◆ Task set
a: Repeat the passage of the shallow water equations talk page that opens with the words containing "Any comments welcome: <email" and closes with "March 2009 (UTC)".
b: According to the shallow water equations talk page, how are the shallow water equations derived?
c: Resume the shallow water equations talk page after its final heading.

◆ Excerpt
════════════════════

Any comments welcome: <email address removed>
Cheers, robin_de_vaucelles—Preceding unsigned comment added by Robin de vaucelles (talk • contribs) 21:44, 22 May 2007
- Sounds 100% valid to me. Thanks for catching this! Awickert (talk) 17:34, 7 March 2009 (UTC)
Hello Shallow Water;
Very nice, concise article. I believe that there are some typos in the equations that could be easily fixed. The first three equations have eta where I believe you meant h = H + eta, the layer thickness. I would write the sixth equation in the material derivative form, also.
Regards, Jim Price. —Preceding unsigned comment added by 128.128.28.248 (talk) 15:25, 7 October 2010 (UTC)
Merger proposal
[edit]The recently created entry 1-D Saint Venant equation is a duplicate/extension of the existing entry Shallow water equations. Both pages should be merged, so that users find the information about the SV/SW equation collected on one page. — Preceding unsigned comment added by Pia novice (talk • contribs) 12:05, 25 July 2013 (UTC)
- Looks like there's no consensus, so I'm removing the tag for now. KJ Discuss? 23:59, 24 August 2014 (UTC)
- I agree that the articles should be merged – the 1-D SV equation is merely a special case of the SWE, with the same physical interpretations. --jftsang 21:22, 15 June 2015 (UTC)
Done
File:Shallow water waves.gif to appear as POTD
[edit]Hello! This is a note to let the editors of this article know that File:Shallow water waves.gif will be appearing as picture of the day on May 3, 2015. You can view and edit the POTD blurb at Template:POTD/2015-05-06. If this article needs any attention or maintenance, it would be preferable if that could be done before its appearance on the Main Page. Thanks! — Crisco 1492 (talk) 23:42, 14 April 2015 (UTC)
The shallow water equations are a set of hyperbolic partial differential equations that describe the flow below a pressure surface in a fluid. They are derived from depth-integrating the Navier–Stokes equations in cases where the horizontal length scale is much greater than the vertical length scale. The shallow water equations can also be simplified to the commonly used 1-D Saint Venant equation.Animation: Dan Copsey
Issues with the section “Non-conservative form”

════════════════════

◆ Extracted entries

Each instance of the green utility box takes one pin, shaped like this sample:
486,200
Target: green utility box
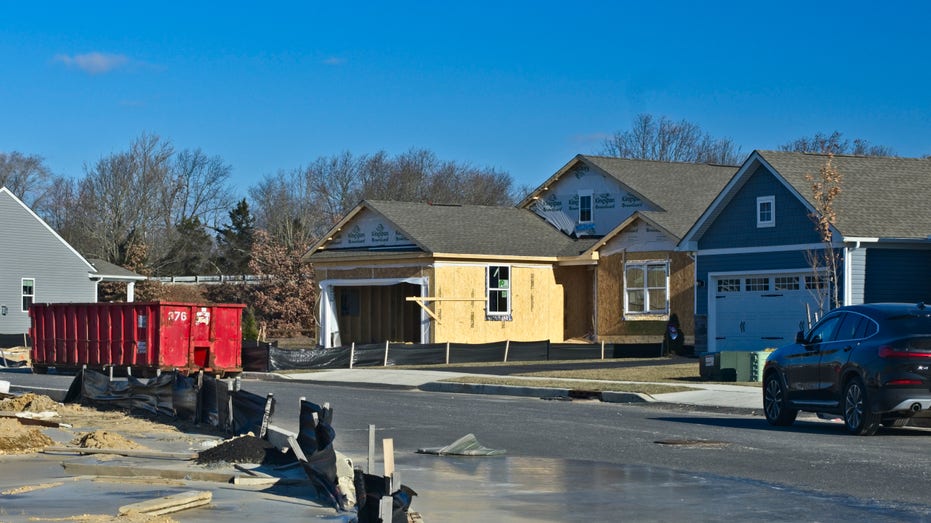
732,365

════════════════════

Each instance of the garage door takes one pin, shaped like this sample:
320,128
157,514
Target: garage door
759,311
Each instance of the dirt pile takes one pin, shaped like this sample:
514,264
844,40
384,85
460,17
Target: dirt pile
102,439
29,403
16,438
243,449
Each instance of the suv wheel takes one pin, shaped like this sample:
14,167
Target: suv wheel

════════════════════

◆ Answers per task
a:
Any comments welcome: <email address removed>
Cheers, robin_de_vaucelles—Preceding unsigned comment added by Robin de vaucelles (talk • contribs) 21:44, 22 May 2007
- Sounds 100% valid to me. Thanks for catching this! Awickert (talk) 17:34, 7 March 2009 (UTC)

b: By depth-integrating the Navier–Stokes equations in cases where the horizontal length scale is much greater than the vertical length scale.

c:
[edit]Hi there,
I noticed that the set of equations in the "Non-conservative form" are based on different assumptions as in "conservative form" equations, and although most of them are briefly stated, this is not a great way to present these equations. I think we should keep the assumptions same, so that it can be more accessible to new learners.
Moreover, there is at least one assumption that is not made explicit there. Clearly, the set of equations listed there are written in a system where the Coriolis force is along the z direction; or, the Coriolis force along the horizontal direction can be neglected compared to the vertical component. Plus, I think the "traditional approximation" in GFD is also applied here; it neglects a few quadratic terms in the momentum equations. One can refer to classic GFD textbooks on the traditional approxiamtion (e.g. Geoffrey Vallis Chapter 2, I think). These are sound, common approximations for many practical fluid systems, especially for large scale planetary motions, but they still need to be stated if you want to write them down.
I would suggest just keeping the assumptions in the two sections the same. To make life easier, we can write the "Non-conservative form" equations in a non-rotating system and ignore friction and viscosity. Then, we can write another section introducing the equations in a shallow-water system that has a constant Coriolis frequency along z axis, and is affected by viscosity &friction.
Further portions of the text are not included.